(Input records Opens)

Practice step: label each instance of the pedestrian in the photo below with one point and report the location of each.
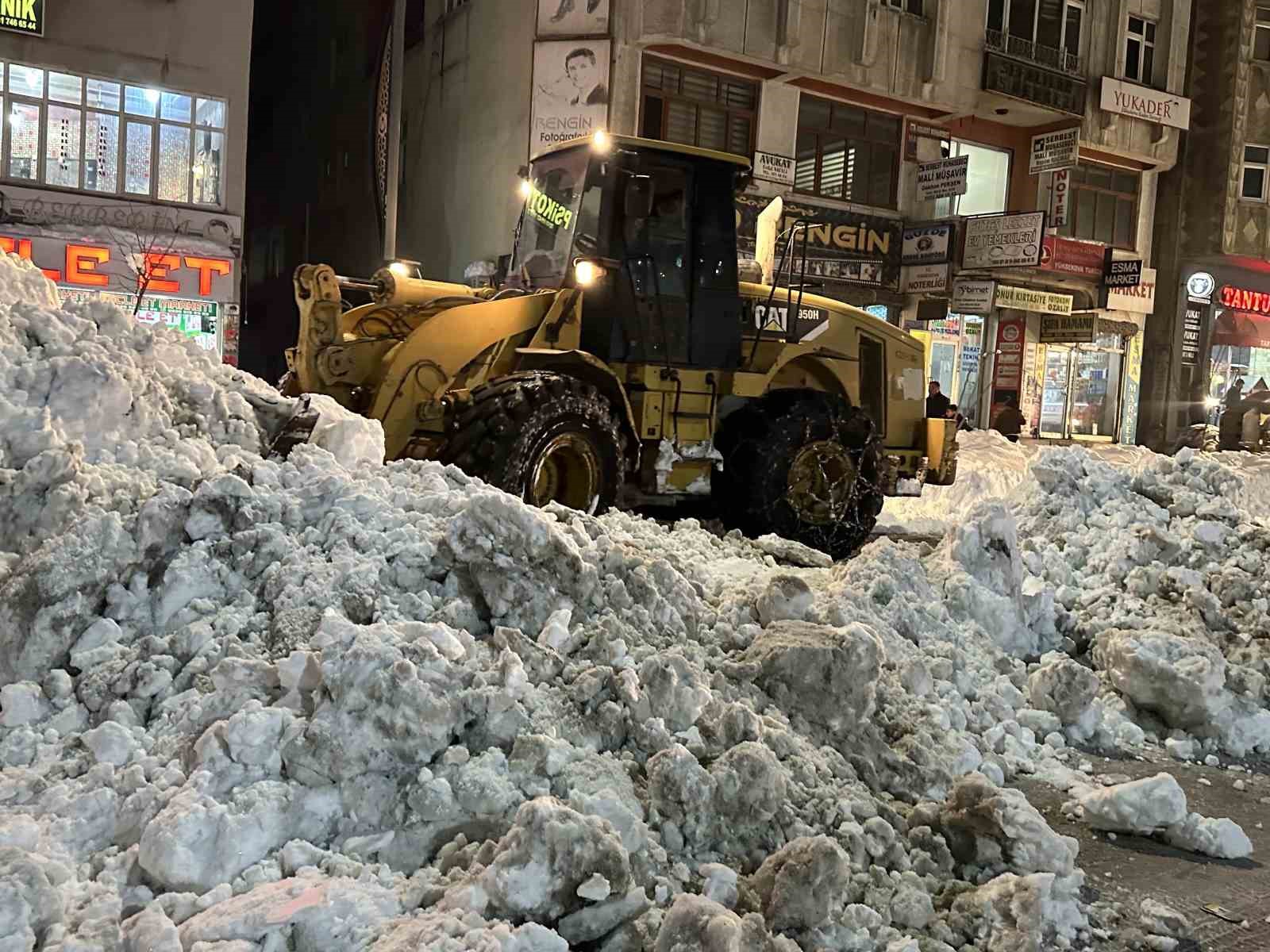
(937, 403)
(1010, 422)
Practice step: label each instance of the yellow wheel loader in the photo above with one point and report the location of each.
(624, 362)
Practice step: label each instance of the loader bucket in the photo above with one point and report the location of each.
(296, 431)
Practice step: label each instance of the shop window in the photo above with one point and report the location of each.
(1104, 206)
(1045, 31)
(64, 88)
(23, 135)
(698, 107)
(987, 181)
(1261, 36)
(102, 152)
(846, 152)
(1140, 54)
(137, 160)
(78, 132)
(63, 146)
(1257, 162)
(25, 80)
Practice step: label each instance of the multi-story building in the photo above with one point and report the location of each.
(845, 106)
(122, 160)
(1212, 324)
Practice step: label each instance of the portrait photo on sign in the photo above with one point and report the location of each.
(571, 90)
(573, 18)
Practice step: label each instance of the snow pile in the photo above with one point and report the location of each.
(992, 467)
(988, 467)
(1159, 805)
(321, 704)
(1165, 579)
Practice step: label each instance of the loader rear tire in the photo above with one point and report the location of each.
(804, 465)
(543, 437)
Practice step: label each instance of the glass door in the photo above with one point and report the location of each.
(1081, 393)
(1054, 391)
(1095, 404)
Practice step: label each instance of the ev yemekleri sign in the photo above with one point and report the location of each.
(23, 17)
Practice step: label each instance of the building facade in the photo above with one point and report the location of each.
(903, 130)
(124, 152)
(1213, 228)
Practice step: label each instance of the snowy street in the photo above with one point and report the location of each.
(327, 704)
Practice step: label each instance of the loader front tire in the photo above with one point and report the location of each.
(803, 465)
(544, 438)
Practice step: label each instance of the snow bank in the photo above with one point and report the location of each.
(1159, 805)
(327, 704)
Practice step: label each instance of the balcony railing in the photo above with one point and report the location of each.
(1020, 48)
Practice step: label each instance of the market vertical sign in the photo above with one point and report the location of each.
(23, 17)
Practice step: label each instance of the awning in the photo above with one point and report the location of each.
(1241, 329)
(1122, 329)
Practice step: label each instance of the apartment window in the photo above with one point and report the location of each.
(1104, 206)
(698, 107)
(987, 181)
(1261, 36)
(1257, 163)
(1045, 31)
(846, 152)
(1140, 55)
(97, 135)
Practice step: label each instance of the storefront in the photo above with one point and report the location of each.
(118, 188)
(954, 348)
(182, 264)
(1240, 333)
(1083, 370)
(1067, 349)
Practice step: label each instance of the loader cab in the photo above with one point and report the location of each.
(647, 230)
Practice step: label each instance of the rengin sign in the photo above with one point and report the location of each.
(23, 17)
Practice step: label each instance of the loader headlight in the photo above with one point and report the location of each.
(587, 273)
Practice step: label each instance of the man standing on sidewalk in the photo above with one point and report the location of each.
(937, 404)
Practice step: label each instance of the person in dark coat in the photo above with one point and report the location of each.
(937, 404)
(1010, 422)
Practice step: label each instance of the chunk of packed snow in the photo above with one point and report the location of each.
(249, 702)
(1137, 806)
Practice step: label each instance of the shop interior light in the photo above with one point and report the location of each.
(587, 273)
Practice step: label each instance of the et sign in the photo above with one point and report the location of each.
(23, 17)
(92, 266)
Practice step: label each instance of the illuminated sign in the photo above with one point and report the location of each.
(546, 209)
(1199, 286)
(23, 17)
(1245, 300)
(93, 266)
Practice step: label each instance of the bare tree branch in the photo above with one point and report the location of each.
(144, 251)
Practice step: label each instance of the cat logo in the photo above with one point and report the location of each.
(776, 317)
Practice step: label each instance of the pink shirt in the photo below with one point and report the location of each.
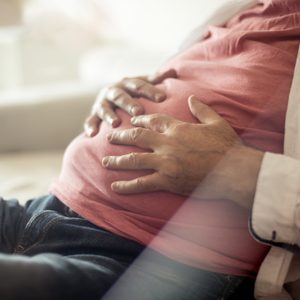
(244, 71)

(Input records Closes)
(Input records Opens)

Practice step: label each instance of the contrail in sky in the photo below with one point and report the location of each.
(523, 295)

(Input records Closes)
(Input records Opens)

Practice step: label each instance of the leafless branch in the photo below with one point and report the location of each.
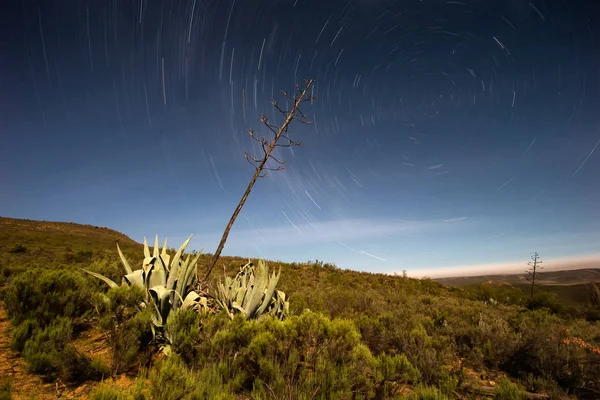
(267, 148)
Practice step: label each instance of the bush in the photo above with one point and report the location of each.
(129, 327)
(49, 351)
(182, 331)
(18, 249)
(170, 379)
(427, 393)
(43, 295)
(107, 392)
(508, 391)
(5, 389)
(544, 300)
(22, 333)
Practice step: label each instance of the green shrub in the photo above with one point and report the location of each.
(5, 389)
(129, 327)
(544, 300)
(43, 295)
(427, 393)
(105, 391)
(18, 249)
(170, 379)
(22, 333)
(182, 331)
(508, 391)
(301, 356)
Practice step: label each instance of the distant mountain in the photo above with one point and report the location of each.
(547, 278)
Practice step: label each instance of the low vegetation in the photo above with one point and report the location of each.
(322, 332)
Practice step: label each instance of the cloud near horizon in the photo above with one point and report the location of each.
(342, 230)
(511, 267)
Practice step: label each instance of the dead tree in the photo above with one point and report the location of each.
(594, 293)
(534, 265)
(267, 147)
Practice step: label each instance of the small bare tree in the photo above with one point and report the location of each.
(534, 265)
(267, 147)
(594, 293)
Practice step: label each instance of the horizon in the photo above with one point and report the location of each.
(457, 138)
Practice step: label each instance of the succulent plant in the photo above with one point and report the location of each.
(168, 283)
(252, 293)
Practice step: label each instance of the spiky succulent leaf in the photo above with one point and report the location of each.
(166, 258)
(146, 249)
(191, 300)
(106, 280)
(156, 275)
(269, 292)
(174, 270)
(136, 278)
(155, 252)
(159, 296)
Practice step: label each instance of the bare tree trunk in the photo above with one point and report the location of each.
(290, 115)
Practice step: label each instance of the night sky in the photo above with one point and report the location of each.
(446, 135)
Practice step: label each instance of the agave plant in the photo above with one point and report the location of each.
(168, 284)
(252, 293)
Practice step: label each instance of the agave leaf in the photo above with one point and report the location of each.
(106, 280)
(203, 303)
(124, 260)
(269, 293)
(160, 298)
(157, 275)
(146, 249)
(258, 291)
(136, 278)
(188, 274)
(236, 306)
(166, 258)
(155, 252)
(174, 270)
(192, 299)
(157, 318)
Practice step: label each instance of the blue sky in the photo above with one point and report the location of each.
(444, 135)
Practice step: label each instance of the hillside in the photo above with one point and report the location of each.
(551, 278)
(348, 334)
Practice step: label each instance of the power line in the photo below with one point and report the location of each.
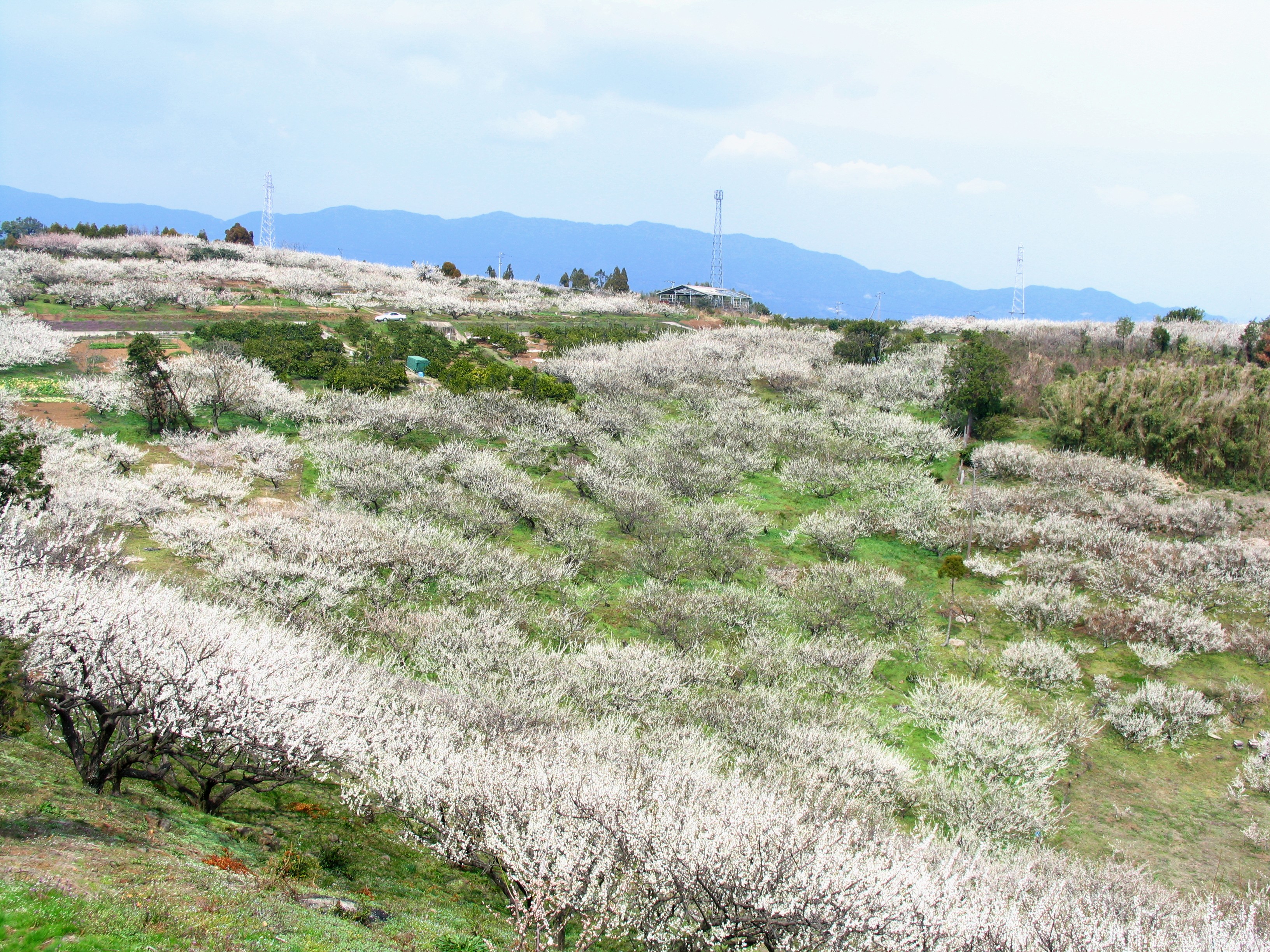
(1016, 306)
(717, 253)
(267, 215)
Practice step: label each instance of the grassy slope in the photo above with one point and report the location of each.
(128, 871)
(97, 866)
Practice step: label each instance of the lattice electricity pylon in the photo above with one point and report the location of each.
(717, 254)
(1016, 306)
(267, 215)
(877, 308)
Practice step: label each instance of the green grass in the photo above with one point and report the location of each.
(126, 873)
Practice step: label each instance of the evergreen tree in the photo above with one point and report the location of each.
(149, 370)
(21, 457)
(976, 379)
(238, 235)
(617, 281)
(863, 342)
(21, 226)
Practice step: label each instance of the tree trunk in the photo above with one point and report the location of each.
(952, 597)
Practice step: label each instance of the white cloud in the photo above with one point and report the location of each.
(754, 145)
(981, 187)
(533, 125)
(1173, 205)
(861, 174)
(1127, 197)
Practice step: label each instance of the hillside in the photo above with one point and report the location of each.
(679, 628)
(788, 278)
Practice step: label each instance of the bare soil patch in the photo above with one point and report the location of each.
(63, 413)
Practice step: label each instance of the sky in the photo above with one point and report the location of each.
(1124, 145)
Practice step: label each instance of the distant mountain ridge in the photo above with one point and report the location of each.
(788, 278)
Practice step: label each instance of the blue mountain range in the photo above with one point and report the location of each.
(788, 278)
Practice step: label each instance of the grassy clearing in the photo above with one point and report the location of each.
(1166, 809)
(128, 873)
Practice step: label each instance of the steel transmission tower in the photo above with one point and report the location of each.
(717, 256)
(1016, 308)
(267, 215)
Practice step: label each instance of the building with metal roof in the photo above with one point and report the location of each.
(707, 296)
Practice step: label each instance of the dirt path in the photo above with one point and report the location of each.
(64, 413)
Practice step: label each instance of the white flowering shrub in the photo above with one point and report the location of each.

(Input records Closes)

Could you return exactly the lines above from the line with "Practice step: label each instance of the dirt" to the line with "Practice step: label each instance of the white flowering", both included, and nothing else?

Practice step: label each instance of the dirt path in the photo above with one point and report the location of each.
(64, 413)
Practice step: label each instance of the white flowering shrub in the photo above with one point and report the location of each.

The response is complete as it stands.